▶ **Exercise brief**: Write every entry out again exactly, please, and skip the pictures.

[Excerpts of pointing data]
■ ■ ■
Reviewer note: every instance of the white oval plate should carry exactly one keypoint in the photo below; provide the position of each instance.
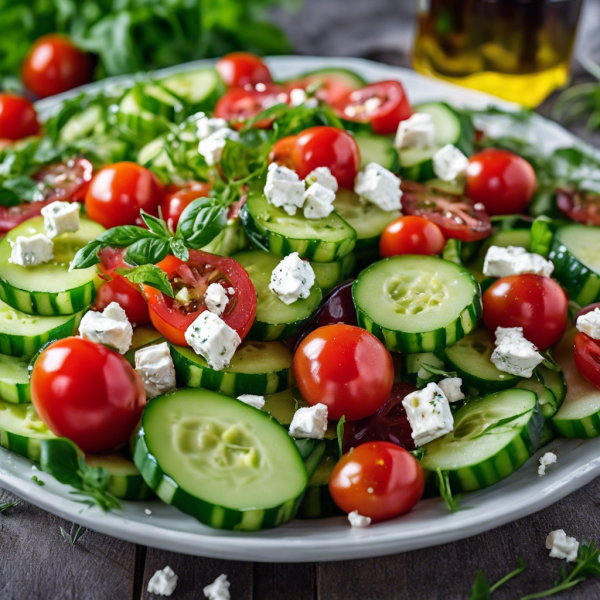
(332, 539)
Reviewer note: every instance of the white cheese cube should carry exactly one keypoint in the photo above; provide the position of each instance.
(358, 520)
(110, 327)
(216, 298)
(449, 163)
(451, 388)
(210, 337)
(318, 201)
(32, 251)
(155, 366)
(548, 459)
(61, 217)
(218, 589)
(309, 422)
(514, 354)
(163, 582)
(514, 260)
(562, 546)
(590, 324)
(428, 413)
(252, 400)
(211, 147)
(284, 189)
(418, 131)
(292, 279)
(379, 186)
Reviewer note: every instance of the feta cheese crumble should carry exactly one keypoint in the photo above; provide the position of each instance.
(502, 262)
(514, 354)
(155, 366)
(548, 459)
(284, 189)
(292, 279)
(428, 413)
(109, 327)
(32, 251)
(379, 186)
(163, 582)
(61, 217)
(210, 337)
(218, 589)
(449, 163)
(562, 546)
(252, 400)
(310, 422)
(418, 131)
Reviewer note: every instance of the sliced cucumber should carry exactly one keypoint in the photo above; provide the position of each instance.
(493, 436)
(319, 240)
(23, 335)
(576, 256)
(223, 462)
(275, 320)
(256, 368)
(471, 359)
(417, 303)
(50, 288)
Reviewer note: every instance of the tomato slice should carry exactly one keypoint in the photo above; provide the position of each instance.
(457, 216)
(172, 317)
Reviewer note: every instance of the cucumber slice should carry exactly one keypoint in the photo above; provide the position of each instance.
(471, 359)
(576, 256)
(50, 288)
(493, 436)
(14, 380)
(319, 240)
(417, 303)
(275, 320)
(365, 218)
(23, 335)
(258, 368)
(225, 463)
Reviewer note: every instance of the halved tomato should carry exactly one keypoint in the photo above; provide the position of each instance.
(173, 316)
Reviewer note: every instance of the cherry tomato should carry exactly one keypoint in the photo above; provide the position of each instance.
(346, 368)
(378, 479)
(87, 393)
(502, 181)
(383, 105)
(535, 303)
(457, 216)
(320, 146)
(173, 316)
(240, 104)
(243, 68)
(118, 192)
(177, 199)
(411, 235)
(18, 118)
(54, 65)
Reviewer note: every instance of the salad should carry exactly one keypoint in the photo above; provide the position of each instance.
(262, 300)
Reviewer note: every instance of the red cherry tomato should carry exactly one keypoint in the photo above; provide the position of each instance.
■ ■ ■
▶ **Solution to this task**:
Reviewer note: every instance of the white oval plate should carry exactly one keypoint in the photo below; provide the position of each instance.
(332, 539)
Reviewer note: every instance of the white cheese cube should carry exactly one keypoint in the photo above; provide the position of each instance.
(358, 520)
(110, 327)
(216, 298)
(449, 163)
(451, 388)
(210, 337)
(318, 201)
(32, 251)
(155, 366)
(548, 459)
(61, 217)
(218, 589)
(309, 422)
(514, 354)
(163, 582)
(514, 260)
(562, 546)
(590, 324)
(428, 413)
(252, 400)
(211, 147)
(284, 189)
(418, 131)
(292, 279)
(379, 186)
Reviewer note: every instance of the feta cheese crumble should carry exactly one keypoint in the photo above; provide the position of each instance.
(502, 262)
(514, 354)
(155, 366)
(548, 459)
(284, 189)
(292, 279)
(428, 413)
(109, 327)
(32, 251)
(379, 186)
(163, 582)
(61, 217)
(210, 337)
(218, 589)
(449, 163)
(562, 546)
(252, 400)
(310, 422)
(418, 131)
Reviewer note: every instance of the sliced cucumber should carry exactly one keypoint in the photo above; provide the position of each instance.
(493, 436)
(319, 240)
(23, 335)
(576, 256)
(223, 462)
(275, 320)
(256, 368)
(471, 359)
(417, 303)
(50, 288)
Reviewer note: every instance of the tomato slice should carry exactly one keypoint in the photo above; provide the position of each instance.
(457, 216)
(172, 317)
Reviewer note: every instance of the cucumber slice should carry exactly one keypoint in the photo above; provide the position of each instance.
(471, 359)
(576, 256)
(50, 288)
(493, 436)
(14, 380)
(319, 240)
(417, 303)
(275, 320)
(365, 218)
(23, 335)
(258, 368)
(225, 463)
Reviewer note: every instance of the halved tomato should carry exactly one keypoint in the photo above; provide the position of each instance.
(173, 316)
Reviewer note: every instance of the cherry tomato should carry exactly one keypoint in the photo above; provide the position of each instance.
(346, 368)
(378, 479)
(87, 393)
(502, 181)
(383, 105)
(535, 303)
(457, 216)
(320, 146)
(173, 316)
(240, 104)
(243, 68)
(118, 192)
(177, 199)
(411, 235)
(18, 118)
(54, 65)
Reviewer note: every instance of the salad should carry exactly one keypoint in the photo above; provide the position of each instance.
(262, 300)
Reviewer note: every instance of the red cherry tomato should carry exactly one keypoint in the photo above; provide the position of each instance.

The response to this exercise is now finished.